-------- Provided data --------
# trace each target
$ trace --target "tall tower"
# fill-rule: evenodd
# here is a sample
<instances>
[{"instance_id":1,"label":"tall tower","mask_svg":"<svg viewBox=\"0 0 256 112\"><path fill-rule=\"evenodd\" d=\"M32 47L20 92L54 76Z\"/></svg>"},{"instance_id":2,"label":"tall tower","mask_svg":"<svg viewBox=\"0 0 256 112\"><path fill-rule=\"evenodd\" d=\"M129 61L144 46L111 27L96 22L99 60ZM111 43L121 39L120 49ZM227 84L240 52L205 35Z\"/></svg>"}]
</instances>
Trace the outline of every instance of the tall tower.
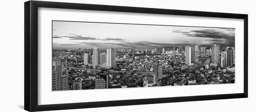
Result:
<instances>
[{"instance_id":1,"label":"tall tower","mask_svg":"<svg viewBox=\"0 0 256 112\"><path fill-rule=\"evenodd\" d=\"M198 45L195 45L195 62L198 62L198 54L199 53L199 49Z\"/></svg>"},{"instance_id":2,"label":"tall tower","mask_svg":"<svg viewBox=\"0 0 256 112\"><path fill-rule=\"evenodd\" d=\"M114 48L107 49L107 64L108 68L115 66L115 49Z\"/></svg>"},{"instance_id":3,"label":"tall tower","mask_svg":"<svg viewBox=\"0 0 256 112\"><path fill-rule=\"evenodd\" d=\"M221 66L222 67L227 66L227 52L222 52L221 54Z\"/></svg>"},{"instance_id":4,"label":"tall tower","mask_svg":"<svg viewBox=\"0 0 256 112\"><path fill-rule=\"evenodd\" d=\"M105 64L107 63L107 54L103 53L100 54L100 64Z\"/></svg>"},{"instance_id":5,"label":"tall tower","mask_svg":"<svg viewBox=\"0 0 256 112\"><path fill-rule=\"evenodd\" d=\"M97 65L100 64L100 50L98 48L94 48L93 50L93 64Z\"/></svg>"},{"instance_id":6,"label":"tall tower","mask_svg":"<svg viewBox=\"0 0 256 112\"><path fill-rule=\"evenodd\" d=\"M233 67L233 64L234 62L234 51L232 48L228 48L227 49L227 60L228 60L228 66Z\"/></svg>"},{"instance_id":7,"label":"tall tower","mask_svg":"<svg viewBox=\"0 0 256 112\"><path fill-rule=\"evenodd\" d=\"M219 64L220 45L215 44L212 46L212 63Z\"/></svg>"},{"instance_id":8,"label":"tall tower","mask_svg":"<svg viewBox=\"0 0 256 112\"><path fill-rule=\"evenodd\" d=\"M155 64L153 66L153 72L156 75L156 80L161 79L163 78L162 66L160 64Z\"/></svg>"},{"instance_id":9,"label":"tall tower","mask_svg":"<svg viewBox=\"0 0 256 112\"><path fill-rule=\"evenodd\" d=\"M52 91L67 90L67 61L54 59L52 62Z\"/></svg>"},{"instance_id":10,"label":"tall tower","mask_svg":"<svg viewBox=\"0 0 256 112\"><path fill-rule=\"evenodd\" d=\"M195 61L195 47L191 47L191 63Z\"/></svg>"},{"instance_id":11,"label":"tall tower","mask_svg":"<svg viewBox=\"0 0 256 112\"><path fill-rule=\"evenodd\" d=\"M84 65L88 65L91 63L91 54L89 53L84 54Z\"/></svg>"},{"instance_id":12,"label":"tall tower","mask_svg":"<svg viewBox=\"0 0 256 112\"><path fill-rule=\"evenodd\" d=\"M191 47L190 46L185 47L185 63L189 65L191 63Z\"/></svg>"},{"instance_id":13,"label":"tall tower","mask_svg":"<svg viewBox=\"0 0 256 112\"><path fill-rule=\"evenodd\" d=\"M134 47L133 47L132 49L132 55L133 57L133 59L134 59L135 57L135 51L134 50Z\"/></svg>"}]
</instances>

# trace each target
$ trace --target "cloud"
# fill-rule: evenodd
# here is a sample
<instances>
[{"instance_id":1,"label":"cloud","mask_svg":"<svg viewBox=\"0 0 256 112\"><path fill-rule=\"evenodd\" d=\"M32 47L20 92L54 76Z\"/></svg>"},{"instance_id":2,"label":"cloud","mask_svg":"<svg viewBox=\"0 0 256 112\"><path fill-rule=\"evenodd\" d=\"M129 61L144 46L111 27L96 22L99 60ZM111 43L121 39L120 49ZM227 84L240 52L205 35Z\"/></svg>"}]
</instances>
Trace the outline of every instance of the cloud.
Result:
--------
**Aim:** Convert all the rows above into a numbered list with one line per item, skipping blank lines and leaving out the pictures.

**Expected answer:**
1. # trace each target
2. $ trace --target "tall tower"
3. # fill-rule: evenodd
4. # here is a sample
5. <instances>
6. [{"instance_id":1,"label":"tall tower","mask_svg":"<svg viewBox=\"0 0 256 112\"><path fill-rule=\"evenodd\" d=\"M32 47L20 92L54 76Z\"/></svg>"},{"instance_id":2,"label":"tall tower","mask_svg":"<svg viewBox=\"0 0 256 112\"><path fill-rule=\"evenodd\" d=\"M129 61L144 46L111 27L96 22L99 60ZM111 43L121 39L120 49ZM227 84L240 52L205 35Z\"/></svg>"}]
7. </instances>
8. Trace the outline of every instance of the tall tower.
9. Result:
10. <instances>
11. [{"instance_id":1,"label":"tall tower","mask_svg":"<svg viewBox=\"0 0 256 112\"><path fill-rule=\"evenodd\" d=\"M198 45L195 45L195 62L198 62L198 54L199 53L199 49Z\"/></svg>"},{"instance_id":2,"label":"tall tower","mask_svg":"<svg viewBox=\"0 0 256 112\"><path fill-rule=\"evenodd\" d=\"M114 48L107 49L107 64L108 68L115 66L115 49Z\"/></svg>"},{"instance_id":3,"label":"tall tower","mask_svg":"<svg viewBox=\"0 0 256 112\"><path fill-rule=\"evenodd\" d=\"M221 66L222 67L227 66L227 52L222 52L221 54Z\"/></svg>"},{"instance_id":4,"label":"tall tower","mask_svg":"<svg viewBox=\"0 0 256 112\"><path fill-rule=\"evenodd\" d=\"M105 64L107 63L107 54L103 53L100 54L100 64Z\"/></svg>"},{"instance_id":5,"label":"tall tower","mask_svg":"<svg viewBox=\"0 0 256 112\"><path fill-rule=\"evenodd\" d=\"M97 65L100 64L100 50L98 48L94 48L93 50L93 64Z\"/></svg>"},{"instance_id":6,"label":"tall tower","mask_svg":"<svg viewBox=\"0 0 256 112\"><path fill-rule=\"evenodd\" d=\"M233 67L233 64L234 62L234 51L232 48L228 48L227 49L227 60L228 60L228 66Z\"/></svg>"},{"instance_id":7,"label":"tall tower","mask_svg":"<svg viewBox=\"0 0 256 112\"><path fill-rule=\"evenodd\" d=\"M219 64L220 45L215 44L212 46L212 63Z\"/></svg>"},{"instance_id":8,"label":"tall tower","mask_svg":"<svg viewBox=\"0 0 256 112\"><path fill-rule=\"evenodd\" d=\"M155 64L153 66L153 72L156 75L156 80L161 79L163 78L162 66L160 64Z\"/></svg>"},{"instance_id":9,"label":"tall tower","mask_svg":"<svg viewBox=\"0 0 256 112\"><path fill-rule=\"evenodd\" d=\"M52 91L67 90L67 61L54 59L52 62Z\"/></svg>"},{"instance_id":10,"label":"tall tower","mask_svg":"<svg viewBox=\"0 0 256 112\"><path fill-rule=\"evenodd\" d=\"M195 61L195 47L191 47L191 63Z\"/></svg>"},{"instance_id":11,"label":"tall tower","mask_svg":"<svg viewBox=\"0 0 256 112\"><path fill-rule=\"evenodd\" d=\"M84 65L88 65L91 63L91 54L89 53L84 54Z\"/></svg>"},{"instance_id":12,"label":"tall tower","mask_svg":"<svg viewBox=\"0 0 256 112\"><path fill-rule=\"evenodd\" d=\"M191 47L190 46L185 47L185 63L189 65L191 63Z\"/></svg>"},{"instance_id":13,"label":"tall tower","mask_svg":"<svg viewBox=\"0 0 256 112\"><path fill-rule=\"evenodd\" d=\"M134 47L133 47L132 49L132 55L133 57L133 59L134 59L135 57L135 51L134 50Z\"/></svg>"}]
12. </instances>
13. # trace each target
14. $ trace --target "cloud"
15. # fill-rule: evenodd
16. # here is a sample
17. <instances>
18. [{"instance_id":1,"label":"cloud","mask_svg":"<svg viewBox=\"0 0 256 112\"><path fill-rule=\"evenodd\" d=\"M32 47L20 92L54 76Z\"/></svg>"},{"instance_id":2,"label":"cloud","mask_svg":"<svg viewBox=\"0 0 256 112\"><path fill-rule=\"evenodd\" d=\"M129 61L144 46L111 27L96 22L99 60ZM111 43L121 39L120 49ZM227 84L240 52L205 35Z\"/></svg>"}]
19. </instances>
20. Trace the outline of every instance of the cloud.
21. Result:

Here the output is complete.